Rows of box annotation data
"""
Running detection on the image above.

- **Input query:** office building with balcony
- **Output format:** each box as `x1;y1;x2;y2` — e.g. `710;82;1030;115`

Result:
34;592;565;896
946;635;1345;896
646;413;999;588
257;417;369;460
"""
** WRITTEN EXERCISE **
Format the listing as a two-column CSV with the headers "query" and "response", giving one row per entry, each value in a single quoted field and with line breaks replaced by spaces.

** TASK OUTPUT **
query,response
"Running detection on the image above. - **Input query:** office building with balcony - **Output format:** each box as `x1;y1;x2;y2` — e.g. `710;82;1030;115` Result:","34;592;565;896 946;635;1345;896 646;413;999;588 257;417;369;460"